Consignas:
• 1. Responde según el extracto:
(a) ¿Qué significa la sigla IFE?
(b) Según el informe de la UCA, ¿quiénes son casi la totalidad de los titulares de la Tarjeta Alimentar?
(c) ¿A qué medio le hizo sus declaraciones Rosalía Pellegrini?
• 2. Transcribe del extracto todo lo que va desde "La Tarjeta Alimentar" hasta "los no destinatarios.", sin cambiar nada.

Extracto:
★ ★ ★ ★ ★ ★ ★
Si siempre el vínculo entre alimentación, salud, infancia y mujer fue indisoluble, en épocas de pandemia lo es más aún, de allí la importancia de la intervención estatal. La transferencia de dinero que se hizo con el IFE (Ingreso Familiar de Emergencia) y que se realiza con la AUH (Asignación Universal por Hijo) resultó vital para sostener a los sectores más vulnerables y para que las mujeres no pierdan más de la mitad de su ingreso.
El impuesto a las grandes fortunas es otra decisión del estado que va a redundar en una mejora sustantiva para estas mayorías pauperizadas, un impuesto, a la riqueza que ya fue presentado como necesario por el propio Joe Biden y el FMI.
La Tarjeta Alimentar es otro recurso que ayuda a estos sectores más desprotegidos. Un informe de la UCA da cuenta de que casi la totalidad de titulares de esta tarjeta son mujeres y que, quienes la reciben, se encuentran más protegidos que los no destinatarios.
Soberanía alimentaria:
La economía campesina es parte hoy de lo que se visibiliza como producción esencial e imprescindible frente a la crisis que profundizó el coronavirus. La secretaria de Género y una de las fundadoras de la Unión de Trabajadoras de la Tierra (UTT), Rosalía Pellegrini, explicaba a Revista PPV que “debemos empezar a preguntarnos qué necesitamos para vivir, y para vivir necesitamos comer alimentos y ese alimento tiene que ser sano y estar en función social.”
★ ★ ★ ★ ★ ★ ★
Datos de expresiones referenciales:

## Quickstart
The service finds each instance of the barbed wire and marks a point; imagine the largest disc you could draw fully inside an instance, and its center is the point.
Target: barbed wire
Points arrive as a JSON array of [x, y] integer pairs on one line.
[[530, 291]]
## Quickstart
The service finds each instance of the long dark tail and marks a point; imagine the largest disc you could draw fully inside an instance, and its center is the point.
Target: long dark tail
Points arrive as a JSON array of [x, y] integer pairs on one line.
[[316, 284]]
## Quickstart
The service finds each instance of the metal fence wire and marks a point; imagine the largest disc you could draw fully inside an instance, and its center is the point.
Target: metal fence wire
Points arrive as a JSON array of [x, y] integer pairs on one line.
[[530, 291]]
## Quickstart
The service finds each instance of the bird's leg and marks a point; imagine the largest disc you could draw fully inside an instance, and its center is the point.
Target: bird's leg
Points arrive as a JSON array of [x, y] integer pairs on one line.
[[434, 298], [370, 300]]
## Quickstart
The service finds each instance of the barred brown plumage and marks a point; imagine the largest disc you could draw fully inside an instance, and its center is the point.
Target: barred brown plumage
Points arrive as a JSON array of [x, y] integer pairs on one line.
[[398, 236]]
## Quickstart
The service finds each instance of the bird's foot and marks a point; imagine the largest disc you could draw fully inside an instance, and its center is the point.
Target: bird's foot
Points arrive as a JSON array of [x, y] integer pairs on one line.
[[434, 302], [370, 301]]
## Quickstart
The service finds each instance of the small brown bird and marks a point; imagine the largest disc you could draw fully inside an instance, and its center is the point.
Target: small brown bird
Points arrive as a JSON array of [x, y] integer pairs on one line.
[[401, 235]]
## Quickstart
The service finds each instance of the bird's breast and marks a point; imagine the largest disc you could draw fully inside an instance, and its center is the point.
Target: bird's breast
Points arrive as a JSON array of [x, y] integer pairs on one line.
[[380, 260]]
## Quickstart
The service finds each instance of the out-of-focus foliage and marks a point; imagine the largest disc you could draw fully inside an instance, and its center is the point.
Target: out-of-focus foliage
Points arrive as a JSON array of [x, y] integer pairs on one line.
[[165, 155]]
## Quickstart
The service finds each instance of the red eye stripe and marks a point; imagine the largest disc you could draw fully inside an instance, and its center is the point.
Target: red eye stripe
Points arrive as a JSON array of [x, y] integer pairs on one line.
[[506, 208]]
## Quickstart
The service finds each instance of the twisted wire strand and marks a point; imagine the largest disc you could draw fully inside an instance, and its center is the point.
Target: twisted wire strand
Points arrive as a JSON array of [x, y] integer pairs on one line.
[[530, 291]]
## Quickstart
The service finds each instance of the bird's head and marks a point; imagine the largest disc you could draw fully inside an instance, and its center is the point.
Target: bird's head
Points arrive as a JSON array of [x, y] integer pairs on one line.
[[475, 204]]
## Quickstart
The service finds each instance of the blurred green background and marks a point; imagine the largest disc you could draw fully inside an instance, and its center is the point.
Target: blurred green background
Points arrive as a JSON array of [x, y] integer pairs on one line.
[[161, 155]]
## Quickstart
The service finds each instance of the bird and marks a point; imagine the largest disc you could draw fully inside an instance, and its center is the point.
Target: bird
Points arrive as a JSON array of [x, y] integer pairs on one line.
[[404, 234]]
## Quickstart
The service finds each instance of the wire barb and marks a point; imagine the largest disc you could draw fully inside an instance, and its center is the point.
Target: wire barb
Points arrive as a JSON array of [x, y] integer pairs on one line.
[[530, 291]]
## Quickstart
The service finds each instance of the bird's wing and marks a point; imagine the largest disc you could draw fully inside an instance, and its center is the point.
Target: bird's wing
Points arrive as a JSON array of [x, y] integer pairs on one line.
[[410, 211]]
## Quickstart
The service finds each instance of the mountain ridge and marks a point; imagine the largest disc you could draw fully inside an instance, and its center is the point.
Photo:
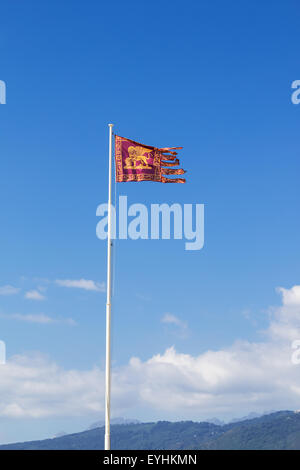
★ ★ ★ ★ ★ ★ ★
Respuestas:
• 1.
(a) Ingreso Familiar de Emergencia.
(b) Mujeres.
(c) A Revista PPV.

• 2.
La Tarjeta Alimentar es otro recurso que ayuda a estos sectores más desprotegidos. Un informe de la UCA da cuenta de que casi la totalidad de titulares de esta tarjeta son mujeres y que, quienes la reciben, se encuentran más protegidos que los no destinatarios.